+++ Extracted records

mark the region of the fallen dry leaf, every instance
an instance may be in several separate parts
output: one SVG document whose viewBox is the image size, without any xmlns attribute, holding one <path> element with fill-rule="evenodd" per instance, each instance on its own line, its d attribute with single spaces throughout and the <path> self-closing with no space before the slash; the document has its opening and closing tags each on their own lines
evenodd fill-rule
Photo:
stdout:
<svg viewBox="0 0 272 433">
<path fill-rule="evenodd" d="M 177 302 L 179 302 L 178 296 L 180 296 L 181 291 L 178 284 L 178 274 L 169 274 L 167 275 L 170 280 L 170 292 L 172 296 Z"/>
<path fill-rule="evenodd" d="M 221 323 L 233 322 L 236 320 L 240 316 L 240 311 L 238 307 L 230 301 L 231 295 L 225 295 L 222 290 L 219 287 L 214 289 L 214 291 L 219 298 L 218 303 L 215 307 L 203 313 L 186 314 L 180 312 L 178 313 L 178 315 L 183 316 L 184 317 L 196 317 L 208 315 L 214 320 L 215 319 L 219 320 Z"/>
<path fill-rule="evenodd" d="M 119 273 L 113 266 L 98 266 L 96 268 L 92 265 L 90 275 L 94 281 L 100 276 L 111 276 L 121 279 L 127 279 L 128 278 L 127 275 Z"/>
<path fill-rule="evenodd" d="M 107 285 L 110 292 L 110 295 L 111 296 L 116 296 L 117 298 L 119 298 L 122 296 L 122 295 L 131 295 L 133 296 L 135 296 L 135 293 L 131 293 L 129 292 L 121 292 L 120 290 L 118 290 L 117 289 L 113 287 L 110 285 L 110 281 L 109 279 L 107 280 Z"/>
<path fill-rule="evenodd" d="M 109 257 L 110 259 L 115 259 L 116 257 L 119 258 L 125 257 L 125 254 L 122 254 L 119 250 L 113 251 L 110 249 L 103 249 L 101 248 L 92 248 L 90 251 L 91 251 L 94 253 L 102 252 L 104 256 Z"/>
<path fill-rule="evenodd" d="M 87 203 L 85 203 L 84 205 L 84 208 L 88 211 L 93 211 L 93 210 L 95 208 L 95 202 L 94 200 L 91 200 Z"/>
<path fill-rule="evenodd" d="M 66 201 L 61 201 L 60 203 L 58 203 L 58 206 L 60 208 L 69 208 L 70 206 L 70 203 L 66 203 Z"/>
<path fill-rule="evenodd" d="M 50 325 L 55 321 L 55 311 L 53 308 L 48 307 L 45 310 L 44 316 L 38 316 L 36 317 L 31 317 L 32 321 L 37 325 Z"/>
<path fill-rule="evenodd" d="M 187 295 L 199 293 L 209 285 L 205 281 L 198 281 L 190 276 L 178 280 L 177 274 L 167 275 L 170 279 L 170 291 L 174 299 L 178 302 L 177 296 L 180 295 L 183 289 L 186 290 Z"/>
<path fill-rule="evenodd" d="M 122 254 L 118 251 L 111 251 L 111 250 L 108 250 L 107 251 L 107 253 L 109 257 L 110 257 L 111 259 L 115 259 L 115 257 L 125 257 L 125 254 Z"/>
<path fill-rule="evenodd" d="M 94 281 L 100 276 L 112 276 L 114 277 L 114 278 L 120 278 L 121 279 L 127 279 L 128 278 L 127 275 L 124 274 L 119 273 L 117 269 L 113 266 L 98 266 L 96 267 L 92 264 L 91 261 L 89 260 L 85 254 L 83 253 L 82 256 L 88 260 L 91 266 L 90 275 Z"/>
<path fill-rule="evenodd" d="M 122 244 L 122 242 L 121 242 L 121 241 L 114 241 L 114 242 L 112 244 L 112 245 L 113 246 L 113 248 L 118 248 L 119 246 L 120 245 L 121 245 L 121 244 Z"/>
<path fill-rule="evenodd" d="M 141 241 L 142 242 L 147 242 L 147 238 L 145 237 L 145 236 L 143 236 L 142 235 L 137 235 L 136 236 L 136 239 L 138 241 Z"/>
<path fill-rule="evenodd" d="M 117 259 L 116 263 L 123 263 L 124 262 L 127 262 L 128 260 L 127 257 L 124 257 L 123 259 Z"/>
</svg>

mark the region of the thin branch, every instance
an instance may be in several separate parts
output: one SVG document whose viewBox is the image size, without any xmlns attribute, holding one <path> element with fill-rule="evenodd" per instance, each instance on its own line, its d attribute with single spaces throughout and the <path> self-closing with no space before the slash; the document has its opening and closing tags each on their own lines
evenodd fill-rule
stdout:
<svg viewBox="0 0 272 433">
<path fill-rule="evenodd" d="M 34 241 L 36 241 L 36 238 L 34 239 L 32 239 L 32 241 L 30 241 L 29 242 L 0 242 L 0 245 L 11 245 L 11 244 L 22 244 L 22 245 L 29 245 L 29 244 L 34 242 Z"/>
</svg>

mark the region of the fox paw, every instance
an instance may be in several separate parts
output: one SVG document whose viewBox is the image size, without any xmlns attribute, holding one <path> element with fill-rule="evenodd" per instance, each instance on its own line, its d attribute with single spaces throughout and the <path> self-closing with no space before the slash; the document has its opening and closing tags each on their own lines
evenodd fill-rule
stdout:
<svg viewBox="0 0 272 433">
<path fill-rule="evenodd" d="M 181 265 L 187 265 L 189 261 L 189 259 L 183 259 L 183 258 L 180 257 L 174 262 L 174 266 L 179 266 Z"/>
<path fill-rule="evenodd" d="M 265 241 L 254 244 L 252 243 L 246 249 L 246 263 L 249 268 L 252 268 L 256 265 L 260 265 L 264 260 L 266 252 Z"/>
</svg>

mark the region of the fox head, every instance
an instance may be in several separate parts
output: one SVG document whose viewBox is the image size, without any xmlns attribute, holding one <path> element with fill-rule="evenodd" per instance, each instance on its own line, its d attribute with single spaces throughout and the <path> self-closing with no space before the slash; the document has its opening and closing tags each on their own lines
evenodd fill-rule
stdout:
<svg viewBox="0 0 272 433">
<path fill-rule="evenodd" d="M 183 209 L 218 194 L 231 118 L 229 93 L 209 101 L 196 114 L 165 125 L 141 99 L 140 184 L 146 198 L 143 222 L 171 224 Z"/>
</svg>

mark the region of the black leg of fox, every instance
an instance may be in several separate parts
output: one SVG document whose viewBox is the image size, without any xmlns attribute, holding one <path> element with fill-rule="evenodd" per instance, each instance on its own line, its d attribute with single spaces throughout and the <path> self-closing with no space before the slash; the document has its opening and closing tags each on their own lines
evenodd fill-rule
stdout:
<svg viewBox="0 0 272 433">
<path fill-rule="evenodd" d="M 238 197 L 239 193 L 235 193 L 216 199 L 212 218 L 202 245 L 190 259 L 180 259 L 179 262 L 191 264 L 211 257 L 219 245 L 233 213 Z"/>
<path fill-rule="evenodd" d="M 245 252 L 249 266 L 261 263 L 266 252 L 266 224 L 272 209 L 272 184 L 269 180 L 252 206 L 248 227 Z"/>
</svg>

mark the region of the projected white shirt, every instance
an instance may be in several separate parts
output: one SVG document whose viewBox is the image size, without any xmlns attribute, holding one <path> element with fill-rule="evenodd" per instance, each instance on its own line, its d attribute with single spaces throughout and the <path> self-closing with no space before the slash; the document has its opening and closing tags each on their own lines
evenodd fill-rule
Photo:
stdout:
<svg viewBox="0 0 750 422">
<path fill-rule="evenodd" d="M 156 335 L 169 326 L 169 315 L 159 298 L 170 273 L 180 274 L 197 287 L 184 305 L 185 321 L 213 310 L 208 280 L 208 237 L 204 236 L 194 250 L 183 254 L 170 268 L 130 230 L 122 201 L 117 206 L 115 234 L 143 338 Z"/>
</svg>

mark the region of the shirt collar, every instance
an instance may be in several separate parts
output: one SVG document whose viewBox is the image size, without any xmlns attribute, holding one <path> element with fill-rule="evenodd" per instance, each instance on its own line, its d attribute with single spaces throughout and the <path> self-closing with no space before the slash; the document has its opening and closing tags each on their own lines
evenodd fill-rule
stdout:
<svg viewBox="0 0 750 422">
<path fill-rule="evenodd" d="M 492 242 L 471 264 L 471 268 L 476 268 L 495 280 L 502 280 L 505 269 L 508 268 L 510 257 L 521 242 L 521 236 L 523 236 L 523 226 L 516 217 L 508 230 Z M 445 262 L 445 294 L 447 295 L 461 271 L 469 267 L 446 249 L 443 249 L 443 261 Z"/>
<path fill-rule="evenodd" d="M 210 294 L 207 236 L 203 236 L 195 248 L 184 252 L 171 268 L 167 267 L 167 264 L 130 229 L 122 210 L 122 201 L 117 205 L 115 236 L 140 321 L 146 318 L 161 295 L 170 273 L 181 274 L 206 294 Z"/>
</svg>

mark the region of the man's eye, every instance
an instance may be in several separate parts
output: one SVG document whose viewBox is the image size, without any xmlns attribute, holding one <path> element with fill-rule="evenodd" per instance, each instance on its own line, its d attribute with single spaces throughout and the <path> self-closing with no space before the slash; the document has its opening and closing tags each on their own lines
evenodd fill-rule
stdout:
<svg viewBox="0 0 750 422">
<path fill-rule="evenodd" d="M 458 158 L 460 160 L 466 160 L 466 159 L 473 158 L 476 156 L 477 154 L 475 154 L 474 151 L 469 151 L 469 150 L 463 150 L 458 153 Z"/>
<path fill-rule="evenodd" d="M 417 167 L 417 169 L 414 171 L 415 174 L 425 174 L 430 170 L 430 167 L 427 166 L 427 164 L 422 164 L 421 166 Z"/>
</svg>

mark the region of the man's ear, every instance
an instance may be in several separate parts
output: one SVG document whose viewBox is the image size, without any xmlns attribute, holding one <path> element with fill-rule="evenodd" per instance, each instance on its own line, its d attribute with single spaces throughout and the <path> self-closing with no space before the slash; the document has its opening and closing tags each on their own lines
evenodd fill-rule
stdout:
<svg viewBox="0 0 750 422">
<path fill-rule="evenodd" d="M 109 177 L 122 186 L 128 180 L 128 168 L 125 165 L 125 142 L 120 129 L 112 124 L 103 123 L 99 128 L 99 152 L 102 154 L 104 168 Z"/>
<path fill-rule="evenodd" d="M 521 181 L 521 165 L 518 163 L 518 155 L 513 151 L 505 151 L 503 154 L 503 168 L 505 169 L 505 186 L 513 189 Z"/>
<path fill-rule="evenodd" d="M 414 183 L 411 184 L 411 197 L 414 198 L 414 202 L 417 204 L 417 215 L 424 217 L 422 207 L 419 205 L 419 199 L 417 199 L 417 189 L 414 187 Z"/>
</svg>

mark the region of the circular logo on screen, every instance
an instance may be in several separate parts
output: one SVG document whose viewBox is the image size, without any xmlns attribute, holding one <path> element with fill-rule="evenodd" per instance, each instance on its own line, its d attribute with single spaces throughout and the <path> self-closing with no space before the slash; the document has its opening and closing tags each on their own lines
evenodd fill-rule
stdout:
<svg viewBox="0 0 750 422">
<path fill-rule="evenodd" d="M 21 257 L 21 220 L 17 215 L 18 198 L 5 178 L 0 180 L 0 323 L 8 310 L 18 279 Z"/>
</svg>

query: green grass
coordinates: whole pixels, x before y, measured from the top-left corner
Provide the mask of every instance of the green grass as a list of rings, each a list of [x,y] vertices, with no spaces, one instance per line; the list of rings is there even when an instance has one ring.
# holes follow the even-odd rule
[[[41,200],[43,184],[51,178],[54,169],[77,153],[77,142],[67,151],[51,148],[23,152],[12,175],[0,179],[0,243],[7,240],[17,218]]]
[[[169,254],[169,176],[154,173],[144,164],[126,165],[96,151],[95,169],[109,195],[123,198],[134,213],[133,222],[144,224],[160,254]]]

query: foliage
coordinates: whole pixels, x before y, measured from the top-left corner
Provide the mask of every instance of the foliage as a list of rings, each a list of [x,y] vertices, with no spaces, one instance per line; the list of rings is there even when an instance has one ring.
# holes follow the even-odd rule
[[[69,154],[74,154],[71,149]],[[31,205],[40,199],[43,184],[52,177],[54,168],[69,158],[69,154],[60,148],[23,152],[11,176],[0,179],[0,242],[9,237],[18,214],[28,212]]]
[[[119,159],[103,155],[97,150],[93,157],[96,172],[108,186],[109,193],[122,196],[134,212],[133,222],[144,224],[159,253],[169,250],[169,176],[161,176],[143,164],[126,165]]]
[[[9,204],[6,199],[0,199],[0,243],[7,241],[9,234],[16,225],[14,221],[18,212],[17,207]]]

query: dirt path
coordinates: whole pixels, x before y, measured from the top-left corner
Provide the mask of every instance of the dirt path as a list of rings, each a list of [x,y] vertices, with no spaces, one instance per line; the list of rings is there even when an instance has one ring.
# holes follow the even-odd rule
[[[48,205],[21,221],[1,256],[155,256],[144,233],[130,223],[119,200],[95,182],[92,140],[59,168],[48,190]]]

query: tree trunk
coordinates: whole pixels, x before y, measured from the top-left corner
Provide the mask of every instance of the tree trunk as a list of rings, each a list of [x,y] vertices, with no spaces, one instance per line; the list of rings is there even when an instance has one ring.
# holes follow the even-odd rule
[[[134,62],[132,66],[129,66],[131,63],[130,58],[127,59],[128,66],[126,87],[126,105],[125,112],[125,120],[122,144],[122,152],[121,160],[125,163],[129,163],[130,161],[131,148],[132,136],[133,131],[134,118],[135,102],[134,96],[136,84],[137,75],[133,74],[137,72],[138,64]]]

++++++

Work instructions: Rewrite everything from the start of the lines down to the line containing "221 323 L 233" as a two-column CSV with the headers instruction and result. Give one row per block, the block's wording in the first column and what it returns in the second, with each field quoted and its line breaks turned into spaces.

Final answer:
instruction,result
"mark the region of the fallen dry leaf, every instance an instance may be in several separate parts output: one SVG document whose viewBox is the image size, without any xmlns attribute, holding one <path> element with fill-rule=""evenodd"" per instance, each instance on its own line, its d attribute with single spaces throughout and the <path> self-closing with no space before the slash; the document has its opening and closing tags each on their own lines evenodd fill-rule Photo: stdout:","<svg viewBox=""0 0 272 433""> <path fill-rule=""evenodd"" d=""M 177 302 L 179 302 L 178 296 L 180 296 L 181 291 L 178 284 L 178 274 L 169 274 L 167 275 L 170 280 L 170 292 L 172 296 Z""/> <path fill-rule=""evenodd"" d=""M 221 323 L 233 322 L 236 320 L 240 316 L 240 311 L 238 307 L 230 301 L 231 295 L 225 295 L 222 290 L 219 287 L 214 289 L 214 291 L 219 298 L 218 303 L 215 307 L 203 313 L 186 314 L 180 312 L 178 313 L 178 315 L 183 316 L 184 317 L 196 317 L 208 315 L 214 320 L 215 319 L 219 320 Z""/>"